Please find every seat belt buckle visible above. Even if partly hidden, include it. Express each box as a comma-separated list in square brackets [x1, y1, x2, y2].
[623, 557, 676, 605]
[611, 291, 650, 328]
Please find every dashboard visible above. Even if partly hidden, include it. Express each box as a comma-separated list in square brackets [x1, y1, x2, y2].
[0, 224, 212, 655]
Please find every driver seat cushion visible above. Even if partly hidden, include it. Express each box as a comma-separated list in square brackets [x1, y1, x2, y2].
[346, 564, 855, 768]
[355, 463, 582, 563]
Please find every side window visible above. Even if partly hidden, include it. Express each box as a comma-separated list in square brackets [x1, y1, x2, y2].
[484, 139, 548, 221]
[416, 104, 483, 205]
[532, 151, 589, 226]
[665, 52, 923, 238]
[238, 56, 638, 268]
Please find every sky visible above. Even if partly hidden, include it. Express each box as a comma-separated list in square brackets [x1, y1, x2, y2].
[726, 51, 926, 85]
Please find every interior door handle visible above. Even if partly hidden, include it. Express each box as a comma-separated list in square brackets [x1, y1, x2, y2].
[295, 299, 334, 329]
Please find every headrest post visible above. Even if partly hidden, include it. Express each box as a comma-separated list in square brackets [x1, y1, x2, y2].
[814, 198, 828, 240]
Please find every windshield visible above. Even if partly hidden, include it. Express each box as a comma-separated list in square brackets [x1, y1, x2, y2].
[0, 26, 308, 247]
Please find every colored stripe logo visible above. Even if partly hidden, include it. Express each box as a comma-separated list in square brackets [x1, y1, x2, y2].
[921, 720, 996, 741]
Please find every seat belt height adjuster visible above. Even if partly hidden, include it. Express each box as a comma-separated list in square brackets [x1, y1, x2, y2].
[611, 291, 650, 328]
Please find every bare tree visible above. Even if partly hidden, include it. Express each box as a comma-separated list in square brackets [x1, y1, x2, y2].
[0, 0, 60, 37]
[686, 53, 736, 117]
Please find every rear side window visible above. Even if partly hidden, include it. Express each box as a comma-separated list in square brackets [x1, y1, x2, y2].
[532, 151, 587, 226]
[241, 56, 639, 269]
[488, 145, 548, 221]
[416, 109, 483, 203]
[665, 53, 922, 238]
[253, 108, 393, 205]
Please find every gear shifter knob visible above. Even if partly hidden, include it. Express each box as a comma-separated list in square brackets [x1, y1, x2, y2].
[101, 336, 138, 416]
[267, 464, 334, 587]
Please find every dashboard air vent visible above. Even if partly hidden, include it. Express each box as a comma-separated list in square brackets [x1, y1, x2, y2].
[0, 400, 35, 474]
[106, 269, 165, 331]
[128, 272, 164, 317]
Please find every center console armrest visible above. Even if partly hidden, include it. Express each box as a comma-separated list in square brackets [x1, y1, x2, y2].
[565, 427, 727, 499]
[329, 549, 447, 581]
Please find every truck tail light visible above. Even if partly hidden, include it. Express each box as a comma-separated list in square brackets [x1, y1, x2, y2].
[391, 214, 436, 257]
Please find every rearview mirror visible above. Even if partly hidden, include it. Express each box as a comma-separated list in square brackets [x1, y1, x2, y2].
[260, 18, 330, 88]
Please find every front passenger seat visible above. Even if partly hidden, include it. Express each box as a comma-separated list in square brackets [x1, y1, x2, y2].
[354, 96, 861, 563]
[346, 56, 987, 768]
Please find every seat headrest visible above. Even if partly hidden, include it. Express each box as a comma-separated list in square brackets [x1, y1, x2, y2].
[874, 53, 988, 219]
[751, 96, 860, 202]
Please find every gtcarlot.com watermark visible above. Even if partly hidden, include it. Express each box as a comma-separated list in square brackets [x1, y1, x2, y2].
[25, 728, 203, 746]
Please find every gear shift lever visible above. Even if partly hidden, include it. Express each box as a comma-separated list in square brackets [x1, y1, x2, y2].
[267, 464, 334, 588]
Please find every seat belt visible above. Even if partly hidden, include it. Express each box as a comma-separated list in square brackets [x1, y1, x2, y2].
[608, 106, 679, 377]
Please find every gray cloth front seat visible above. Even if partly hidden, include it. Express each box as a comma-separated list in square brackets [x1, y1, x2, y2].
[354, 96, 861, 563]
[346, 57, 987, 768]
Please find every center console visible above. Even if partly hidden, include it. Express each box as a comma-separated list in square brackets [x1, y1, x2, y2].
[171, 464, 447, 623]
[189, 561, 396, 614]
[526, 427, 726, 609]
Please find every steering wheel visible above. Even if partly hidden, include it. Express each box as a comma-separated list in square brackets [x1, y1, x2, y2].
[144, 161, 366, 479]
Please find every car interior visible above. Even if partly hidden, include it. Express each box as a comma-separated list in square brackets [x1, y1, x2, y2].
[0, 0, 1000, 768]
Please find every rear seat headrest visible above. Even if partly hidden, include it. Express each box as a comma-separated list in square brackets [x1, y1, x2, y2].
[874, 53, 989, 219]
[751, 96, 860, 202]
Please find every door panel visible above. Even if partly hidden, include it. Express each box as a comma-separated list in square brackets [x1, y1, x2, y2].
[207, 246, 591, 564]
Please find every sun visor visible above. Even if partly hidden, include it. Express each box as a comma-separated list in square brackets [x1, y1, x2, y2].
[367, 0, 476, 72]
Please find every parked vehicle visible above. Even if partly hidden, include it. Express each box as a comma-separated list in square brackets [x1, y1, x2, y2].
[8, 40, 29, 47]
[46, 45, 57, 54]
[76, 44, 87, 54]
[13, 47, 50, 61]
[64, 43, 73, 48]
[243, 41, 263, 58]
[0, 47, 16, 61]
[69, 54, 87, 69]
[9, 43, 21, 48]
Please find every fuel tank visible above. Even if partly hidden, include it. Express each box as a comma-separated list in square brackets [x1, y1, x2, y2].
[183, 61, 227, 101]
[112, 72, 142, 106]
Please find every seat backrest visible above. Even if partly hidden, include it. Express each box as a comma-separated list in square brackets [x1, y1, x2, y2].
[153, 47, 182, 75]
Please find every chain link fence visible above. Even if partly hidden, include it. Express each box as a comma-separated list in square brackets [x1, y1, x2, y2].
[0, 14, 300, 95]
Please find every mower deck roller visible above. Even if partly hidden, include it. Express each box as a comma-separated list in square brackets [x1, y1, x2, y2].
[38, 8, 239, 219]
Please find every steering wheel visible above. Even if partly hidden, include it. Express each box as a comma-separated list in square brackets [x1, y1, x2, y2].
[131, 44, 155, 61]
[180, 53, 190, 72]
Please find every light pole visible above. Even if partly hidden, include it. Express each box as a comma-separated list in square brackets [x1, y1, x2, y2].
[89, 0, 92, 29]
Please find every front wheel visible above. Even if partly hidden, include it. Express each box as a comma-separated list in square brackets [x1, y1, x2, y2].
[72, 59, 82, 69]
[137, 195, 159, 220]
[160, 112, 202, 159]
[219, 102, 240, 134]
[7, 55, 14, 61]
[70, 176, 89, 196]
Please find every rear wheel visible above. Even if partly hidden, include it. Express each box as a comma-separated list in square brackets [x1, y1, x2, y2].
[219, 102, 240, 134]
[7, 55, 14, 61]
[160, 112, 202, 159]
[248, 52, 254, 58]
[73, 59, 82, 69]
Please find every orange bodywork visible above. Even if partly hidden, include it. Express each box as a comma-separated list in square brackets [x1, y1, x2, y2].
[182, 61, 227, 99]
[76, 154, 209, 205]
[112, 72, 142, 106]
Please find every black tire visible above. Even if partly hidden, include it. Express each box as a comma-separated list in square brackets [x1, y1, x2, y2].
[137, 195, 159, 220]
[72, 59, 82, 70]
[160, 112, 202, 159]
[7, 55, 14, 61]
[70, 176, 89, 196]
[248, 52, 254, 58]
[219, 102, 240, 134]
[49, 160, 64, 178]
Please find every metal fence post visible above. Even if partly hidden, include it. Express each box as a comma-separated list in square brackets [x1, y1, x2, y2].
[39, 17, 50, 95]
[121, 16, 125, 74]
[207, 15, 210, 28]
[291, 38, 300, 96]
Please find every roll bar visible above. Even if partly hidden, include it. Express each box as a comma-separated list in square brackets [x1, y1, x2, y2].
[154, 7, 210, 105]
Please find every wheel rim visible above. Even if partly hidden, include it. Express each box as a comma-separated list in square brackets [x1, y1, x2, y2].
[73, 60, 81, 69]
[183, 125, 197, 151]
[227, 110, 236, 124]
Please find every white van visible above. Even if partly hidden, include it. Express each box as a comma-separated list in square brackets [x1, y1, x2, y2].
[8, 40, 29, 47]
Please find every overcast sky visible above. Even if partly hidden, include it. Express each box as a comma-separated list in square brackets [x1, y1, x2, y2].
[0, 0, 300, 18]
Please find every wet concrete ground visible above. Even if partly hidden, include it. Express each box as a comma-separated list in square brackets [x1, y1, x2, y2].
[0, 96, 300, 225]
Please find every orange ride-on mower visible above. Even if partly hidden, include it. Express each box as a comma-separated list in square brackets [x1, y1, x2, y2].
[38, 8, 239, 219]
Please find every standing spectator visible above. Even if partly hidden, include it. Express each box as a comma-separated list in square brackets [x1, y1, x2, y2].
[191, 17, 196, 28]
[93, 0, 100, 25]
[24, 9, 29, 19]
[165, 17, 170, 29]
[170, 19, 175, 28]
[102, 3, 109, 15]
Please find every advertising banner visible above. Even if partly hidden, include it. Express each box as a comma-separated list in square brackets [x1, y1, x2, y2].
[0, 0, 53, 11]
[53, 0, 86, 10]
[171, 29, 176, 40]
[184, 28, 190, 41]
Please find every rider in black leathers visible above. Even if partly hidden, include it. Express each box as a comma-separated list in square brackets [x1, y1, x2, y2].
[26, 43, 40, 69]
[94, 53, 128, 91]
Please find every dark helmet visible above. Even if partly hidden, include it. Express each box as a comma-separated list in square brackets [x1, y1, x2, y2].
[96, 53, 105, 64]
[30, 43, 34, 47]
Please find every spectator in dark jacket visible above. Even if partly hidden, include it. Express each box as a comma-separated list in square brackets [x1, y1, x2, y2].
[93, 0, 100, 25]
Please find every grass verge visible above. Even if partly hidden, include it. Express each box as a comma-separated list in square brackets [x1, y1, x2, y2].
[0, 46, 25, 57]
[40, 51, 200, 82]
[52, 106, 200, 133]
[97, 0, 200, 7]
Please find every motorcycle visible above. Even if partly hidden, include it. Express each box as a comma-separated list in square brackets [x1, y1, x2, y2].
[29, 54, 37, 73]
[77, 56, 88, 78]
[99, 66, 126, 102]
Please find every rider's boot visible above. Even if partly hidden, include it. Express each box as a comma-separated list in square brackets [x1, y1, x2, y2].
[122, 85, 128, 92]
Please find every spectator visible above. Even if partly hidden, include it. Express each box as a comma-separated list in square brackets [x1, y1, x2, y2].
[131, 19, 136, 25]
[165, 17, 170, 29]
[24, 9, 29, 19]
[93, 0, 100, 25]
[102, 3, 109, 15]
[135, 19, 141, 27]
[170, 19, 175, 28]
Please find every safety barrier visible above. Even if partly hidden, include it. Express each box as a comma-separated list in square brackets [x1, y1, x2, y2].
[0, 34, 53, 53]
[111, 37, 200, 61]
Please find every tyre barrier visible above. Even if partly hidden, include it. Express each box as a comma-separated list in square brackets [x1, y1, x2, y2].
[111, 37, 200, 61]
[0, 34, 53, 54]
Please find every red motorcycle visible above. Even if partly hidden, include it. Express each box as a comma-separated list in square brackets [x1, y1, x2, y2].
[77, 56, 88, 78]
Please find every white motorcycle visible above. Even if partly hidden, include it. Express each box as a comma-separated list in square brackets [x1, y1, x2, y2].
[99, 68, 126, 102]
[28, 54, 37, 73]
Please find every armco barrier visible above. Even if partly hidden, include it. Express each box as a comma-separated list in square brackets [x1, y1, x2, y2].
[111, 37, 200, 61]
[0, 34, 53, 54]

————————

* Work to be completed
Pull out the stretch of the records above from the line containing "Please find every wheel" through the line containing "[227, 110, 236, 124]", and repeat those lines word for word, with both end lines included.

* Completed exercise
Please find every wheel rim visible above. Even if partly hidden, include it. Express each box as a comma-separated list in square brackets [x1, y1, x2, y2].
[73, 60, 81, 69]
[183, 125, 197, 151]
[227, 110, 236, 124]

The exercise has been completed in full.